**WHAT YOU NEED TO DO**
Report every line in the material below that contains the string "target", copying each one in full.

[Region labeling items]
○ ○ ○
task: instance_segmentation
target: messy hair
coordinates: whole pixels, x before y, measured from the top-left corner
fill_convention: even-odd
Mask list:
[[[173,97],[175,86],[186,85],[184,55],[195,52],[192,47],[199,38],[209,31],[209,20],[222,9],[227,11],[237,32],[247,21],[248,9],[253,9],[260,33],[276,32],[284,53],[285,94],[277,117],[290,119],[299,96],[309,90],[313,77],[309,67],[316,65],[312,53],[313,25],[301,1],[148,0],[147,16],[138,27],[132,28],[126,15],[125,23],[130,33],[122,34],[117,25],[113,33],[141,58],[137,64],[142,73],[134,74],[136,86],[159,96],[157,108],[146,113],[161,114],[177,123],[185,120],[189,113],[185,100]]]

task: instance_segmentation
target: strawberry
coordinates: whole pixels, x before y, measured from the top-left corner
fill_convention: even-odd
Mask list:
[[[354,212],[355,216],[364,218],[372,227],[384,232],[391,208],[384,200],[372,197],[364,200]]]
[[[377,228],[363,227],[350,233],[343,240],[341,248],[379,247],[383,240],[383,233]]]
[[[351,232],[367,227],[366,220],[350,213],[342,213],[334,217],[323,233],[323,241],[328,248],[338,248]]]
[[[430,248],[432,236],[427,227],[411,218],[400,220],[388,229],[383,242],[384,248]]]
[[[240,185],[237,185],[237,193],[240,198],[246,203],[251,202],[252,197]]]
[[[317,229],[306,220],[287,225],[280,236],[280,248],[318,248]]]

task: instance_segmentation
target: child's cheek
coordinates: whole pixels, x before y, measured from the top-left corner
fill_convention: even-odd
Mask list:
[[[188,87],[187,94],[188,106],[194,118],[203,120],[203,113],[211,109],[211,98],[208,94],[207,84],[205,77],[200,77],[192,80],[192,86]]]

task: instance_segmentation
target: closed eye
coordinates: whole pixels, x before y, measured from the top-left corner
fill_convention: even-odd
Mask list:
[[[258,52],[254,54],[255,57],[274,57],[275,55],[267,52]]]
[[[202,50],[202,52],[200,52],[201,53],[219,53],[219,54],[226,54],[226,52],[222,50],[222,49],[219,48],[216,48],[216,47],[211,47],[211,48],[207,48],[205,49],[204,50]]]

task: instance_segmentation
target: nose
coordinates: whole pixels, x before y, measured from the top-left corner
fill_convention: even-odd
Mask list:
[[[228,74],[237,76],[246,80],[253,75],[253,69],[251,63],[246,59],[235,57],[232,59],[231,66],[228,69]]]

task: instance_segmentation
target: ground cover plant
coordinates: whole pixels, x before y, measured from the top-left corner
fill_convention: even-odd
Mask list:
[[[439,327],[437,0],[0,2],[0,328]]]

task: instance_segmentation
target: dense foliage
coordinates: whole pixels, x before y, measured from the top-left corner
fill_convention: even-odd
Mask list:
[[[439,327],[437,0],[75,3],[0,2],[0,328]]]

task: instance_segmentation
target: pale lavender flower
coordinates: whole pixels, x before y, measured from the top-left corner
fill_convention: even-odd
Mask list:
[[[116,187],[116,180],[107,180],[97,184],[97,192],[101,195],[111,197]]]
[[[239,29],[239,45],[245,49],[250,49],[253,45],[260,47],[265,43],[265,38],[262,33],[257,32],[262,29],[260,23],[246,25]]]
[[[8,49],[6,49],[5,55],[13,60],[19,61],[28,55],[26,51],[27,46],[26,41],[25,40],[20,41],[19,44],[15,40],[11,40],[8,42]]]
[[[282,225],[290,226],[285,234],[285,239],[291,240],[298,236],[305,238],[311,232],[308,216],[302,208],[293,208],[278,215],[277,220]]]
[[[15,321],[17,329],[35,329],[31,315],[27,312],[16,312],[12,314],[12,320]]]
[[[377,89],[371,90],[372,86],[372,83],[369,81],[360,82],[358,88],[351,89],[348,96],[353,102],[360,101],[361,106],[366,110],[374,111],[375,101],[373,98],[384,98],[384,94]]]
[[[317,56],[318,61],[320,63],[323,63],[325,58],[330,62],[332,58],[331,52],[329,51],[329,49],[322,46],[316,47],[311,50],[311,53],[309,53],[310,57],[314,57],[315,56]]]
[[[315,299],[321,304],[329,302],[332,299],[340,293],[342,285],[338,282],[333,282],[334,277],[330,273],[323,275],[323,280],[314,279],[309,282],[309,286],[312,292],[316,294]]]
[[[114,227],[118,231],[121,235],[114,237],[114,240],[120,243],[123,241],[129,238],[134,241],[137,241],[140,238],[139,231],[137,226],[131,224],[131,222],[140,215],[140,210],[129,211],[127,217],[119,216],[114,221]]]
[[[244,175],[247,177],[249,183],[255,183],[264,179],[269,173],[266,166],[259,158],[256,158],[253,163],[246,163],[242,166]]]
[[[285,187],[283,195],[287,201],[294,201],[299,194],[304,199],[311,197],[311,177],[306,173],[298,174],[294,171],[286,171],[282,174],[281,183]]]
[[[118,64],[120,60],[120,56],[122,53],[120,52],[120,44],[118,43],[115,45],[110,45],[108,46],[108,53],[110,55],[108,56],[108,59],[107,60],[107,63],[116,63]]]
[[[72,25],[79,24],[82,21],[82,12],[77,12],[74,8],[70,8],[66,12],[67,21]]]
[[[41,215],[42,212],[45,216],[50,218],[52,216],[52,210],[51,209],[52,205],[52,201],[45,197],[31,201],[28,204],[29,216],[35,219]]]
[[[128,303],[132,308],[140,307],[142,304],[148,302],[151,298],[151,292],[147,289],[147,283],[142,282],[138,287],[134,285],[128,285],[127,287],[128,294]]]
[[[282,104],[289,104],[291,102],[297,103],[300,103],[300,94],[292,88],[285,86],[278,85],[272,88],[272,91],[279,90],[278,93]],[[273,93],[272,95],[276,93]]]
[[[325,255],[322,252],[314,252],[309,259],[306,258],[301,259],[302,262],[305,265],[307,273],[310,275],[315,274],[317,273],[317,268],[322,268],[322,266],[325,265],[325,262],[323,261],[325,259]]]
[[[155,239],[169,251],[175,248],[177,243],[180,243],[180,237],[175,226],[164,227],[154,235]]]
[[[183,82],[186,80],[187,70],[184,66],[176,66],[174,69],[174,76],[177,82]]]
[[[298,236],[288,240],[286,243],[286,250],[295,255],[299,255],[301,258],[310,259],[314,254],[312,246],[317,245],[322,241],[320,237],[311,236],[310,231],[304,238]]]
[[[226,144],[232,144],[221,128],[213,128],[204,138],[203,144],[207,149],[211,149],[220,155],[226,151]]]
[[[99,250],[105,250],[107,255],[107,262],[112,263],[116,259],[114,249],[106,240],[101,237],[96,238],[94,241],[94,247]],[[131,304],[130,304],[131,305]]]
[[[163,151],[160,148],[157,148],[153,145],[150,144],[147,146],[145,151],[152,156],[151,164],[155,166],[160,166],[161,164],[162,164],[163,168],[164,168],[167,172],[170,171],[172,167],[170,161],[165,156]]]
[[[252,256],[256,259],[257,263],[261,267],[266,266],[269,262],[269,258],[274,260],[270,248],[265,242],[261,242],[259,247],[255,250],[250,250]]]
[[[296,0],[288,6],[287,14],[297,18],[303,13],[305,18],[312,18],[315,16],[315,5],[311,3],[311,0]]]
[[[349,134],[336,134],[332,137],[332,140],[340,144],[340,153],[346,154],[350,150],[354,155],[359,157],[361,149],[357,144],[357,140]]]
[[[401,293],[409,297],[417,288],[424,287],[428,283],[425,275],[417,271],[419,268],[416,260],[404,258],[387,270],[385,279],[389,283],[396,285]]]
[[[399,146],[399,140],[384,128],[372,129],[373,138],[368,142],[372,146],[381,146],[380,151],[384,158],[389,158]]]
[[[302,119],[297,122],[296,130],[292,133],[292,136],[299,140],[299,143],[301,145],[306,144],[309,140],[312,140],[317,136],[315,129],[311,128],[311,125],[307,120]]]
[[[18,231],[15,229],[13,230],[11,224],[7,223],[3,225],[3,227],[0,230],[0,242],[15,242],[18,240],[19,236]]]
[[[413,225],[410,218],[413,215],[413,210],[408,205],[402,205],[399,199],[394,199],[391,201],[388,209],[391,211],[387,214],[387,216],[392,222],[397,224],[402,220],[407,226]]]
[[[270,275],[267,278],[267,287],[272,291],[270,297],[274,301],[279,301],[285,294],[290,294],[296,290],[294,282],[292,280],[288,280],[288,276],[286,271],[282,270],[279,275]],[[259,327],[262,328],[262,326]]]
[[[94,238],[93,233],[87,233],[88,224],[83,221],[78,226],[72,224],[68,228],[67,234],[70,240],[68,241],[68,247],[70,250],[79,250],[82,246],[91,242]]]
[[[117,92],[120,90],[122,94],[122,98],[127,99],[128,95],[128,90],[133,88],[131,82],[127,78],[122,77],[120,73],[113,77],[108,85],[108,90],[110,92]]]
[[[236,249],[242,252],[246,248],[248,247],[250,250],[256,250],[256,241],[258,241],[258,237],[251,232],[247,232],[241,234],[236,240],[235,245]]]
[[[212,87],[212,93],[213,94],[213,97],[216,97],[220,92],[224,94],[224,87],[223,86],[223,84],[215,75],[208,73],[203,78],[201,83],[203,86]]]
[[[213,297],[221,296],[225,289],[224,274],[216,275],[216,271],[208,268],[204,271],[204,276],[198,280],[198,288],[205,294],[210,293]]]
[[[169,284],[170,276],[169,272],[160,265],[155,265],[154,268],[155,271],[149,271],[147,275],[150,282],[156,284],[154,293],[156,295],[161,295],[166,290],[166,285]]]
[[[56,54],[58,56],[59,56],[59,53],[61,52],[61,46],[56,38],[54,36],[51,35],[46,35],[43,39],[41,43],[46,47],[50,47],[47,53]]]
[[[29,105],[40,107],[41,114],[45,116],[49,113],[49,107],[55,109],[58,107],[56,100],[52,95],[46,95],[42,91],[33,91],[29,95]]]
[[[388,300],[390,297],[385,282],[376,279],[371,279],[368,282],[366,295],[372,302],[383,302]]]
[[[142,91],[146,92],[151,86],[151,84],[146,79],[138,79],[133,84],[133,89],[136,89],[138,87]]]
○ ○ ○
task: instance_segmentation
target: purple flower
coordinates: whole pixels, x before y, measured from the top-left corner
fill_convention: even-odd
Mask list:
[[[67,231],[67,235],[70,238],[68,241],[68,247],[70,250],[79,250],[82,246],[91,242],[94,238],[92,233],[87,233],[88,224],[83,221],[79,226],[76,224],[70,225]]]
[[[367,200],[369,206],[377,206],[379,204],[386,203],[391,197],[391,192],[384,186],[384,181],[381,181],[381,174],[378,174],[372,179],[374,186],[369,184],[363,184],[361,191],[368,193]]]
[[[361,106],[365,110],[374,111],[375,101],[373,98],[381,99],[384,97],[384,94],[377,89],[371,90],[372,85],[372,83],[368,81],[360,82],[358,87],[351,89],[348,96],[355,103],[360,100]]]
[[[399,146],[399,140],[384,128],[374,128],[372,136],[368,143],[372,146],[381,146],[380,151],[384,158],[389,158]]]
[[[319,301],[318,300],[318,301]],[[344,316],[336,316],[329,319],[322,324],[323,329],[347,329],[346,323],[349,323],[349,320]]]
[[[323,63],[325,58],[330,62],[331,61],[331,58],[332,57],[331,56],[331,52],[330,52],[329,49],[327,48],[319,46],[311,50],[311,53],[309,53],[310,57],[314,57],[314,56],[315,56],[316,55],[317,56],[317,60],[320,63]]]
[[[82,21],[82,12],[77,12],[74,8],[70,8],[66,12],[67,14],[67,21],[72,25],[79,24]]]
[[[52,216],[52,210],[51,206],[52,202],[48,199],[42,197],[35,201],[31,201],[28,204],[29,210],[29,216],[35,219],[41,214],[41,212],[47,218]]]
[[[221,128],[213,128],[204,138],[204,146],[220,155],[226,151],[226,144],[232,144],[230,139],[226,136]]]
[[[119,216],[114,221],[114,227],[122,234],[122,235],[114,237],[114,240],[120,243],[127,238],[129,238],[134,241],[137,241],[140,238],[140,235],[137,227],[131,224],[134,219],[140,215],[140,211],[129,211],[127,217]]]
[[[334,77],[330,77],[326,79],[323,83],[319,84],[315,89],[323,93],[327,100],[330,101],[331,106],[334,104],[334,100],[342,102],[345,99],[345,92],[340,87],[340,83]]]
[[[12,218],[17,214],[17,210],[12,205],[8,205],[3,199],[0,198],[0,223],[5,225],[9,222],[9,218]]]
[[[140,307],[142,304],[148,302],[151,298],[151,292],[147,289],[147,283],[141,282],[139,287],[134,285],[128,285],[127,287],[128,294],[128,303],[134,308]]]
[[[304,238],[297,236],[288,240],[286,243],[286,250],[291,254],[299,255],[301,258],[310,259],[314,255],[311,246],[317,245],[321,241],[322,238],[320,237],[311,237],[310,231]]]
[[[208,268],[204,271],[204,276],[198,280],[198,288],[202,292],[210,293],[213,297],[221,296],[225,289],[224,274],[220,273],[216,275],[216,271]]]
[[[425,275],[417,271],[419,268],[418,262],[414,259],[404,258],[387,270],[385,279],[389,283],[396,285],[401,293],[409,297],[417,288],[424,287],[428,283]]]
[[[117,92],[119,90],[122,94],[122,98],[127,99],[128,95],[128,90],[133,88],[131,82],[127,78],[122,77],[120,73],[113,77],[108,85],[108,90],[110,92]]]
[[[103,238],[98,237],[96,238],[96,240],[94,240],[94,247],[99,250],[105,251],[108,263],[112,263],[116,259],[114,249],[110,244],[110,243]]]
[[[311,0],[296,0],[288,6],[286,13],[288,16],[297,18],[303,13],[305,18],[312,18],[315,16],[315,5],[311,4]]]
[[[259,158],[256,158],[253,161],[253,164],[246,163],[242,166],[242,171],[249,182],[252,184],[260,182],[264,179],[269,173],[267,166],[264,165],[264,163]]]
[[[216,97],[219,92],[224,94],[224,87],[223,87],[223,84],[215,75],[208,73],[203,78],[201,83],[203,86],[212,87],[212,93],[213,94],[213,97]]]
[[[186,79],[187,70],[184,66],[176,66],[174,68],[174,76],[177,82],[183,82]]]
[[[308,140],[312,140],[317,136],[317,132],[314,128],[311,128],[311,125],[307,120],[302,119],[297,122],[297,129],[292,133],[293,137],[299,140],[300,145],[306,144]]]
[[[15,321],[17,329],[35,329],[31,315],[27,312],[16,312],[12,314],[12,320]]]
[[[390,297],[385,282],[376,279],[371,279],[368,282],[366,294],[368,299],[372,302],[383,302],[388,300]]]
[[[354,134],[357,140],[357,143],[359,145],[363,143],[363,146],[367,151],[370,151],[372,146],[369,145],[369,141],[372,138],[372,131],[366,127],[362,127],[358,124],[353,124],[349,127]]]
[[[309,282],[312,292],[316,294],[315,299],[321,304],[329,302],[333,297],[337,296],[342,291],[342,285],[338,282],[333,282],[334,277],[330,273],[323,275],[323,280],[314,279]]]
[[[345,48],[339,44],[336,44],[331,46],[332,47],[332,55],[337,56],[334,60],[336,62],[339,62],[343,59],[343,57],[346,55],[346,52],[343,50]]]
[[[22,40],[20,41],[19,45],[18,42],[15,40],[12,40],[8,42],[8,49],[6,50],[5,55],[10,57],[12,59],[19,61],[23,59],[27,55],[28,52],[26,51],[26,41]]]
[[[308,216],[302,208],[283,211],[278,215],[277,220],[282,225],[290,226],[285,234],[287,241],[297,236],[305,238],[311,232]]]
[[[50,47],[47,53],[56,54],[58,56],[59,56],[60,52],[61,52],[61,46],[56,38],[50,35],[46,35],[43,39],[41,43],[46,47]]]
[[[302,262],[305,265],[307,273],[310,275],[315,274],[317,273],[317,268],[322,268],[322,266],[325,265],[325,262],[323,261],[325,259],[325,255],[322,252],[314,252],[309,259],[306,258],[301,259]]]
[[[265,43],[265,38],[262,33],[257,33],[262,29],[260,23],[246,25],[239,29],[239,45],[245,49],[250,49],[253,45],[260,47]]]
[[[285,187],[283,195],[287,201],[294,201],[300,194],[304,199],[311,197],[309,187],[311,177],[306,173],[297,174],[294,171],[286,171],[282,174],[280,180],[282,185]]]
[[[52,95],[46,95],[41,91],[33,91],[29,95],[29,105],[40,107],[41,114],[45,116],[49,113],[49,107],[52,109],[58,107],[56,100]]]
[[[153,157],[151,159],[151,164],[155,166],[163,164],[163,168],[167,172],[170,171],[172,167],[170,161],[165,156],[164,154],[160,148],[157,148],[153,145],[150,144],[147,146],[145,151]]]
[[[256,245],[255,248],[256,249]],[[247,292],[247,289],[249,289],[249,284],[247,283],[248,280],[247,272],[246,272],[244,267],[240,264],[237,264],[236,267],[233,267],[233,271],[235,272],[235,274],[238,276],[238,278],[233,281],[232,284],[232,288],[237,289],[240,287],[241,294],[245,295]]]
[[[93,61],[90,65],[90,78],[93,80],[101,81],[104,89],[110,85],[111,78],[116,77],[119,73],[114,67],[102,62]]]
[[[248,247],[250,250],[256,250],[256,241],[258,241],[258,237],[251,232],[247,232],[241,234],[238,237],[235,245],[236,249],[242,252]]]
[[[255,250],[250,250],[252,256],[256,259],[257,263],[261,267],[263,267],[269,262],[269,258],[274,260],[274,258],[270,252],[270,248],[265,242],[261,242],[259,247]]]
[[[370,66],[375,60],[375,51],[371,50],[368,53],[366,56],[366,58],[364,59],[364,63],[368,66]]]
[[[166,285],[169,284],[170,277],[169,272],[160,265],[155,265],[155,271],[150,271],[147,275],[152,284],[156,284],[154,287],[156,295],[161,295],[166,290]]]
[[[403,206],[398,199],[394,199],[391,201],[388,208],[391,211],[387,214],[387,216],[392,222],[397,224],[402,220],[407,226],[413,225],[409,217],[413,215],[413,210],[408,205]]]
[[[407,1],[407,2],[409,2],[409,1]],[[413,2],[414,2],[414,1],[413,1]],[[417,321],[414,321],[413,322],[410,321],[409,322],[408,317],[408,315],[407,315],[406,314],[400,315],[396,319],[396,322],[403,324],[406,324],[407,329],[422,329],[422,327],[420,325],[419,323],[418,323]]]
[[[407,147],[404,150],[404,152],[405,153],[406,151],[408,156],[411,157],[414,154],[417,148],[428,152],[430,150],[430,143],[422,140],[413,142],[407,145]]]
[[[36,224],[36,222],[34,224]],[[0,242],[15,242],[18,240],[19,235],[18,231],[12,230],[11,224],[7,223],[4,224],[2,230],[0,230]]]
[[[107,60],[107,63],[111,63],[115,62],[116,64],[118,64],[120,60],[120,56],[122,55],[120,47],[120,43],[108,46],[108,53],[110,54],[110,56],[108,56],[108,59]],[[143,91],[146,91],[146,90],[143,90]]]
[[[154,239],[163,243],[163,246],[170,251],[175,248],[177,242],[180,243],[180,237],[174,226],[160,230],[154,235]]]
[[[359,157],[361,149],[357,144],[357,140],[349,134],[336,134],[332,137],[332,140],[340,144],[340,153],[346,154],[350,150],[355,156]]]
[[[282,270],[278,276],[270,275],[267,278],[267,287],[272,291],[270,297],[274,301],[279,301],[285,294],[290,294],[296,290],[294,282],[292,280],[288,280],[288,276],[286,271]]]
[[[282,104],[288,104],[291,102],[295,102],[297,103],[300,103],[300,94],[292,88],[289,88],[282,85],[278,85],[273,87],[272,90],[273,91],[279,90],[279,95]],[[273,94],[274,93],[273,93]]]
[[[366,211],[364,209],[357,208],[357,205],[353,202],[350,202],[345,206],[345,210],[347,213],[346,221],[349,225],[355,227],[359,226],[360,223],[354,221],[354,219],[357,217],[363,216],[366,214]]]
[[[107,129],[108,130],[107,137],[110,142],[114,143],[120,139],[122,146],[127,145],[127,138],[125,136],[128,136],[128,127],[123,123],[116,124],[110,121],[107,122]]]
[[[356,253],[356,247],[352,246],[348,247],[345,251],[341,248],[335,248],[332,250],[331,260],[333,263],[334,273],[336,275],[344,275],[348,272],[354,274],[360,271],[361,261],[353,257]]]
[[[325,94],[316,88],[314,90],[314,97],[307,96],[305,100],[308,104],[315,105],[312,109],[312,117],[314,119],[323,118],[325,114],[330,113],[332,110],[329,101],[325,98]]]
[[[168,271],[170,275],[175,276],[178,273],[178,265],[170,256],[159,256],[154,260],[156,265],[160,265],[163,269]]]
○ ○ ○
**THE RESULT**
target: messy hair
target: strawberry
target: child's cheek
target: closed eye
target: nose
target: ground cover plant
target: dense foliage
target: pale lavender flower
target: purple flower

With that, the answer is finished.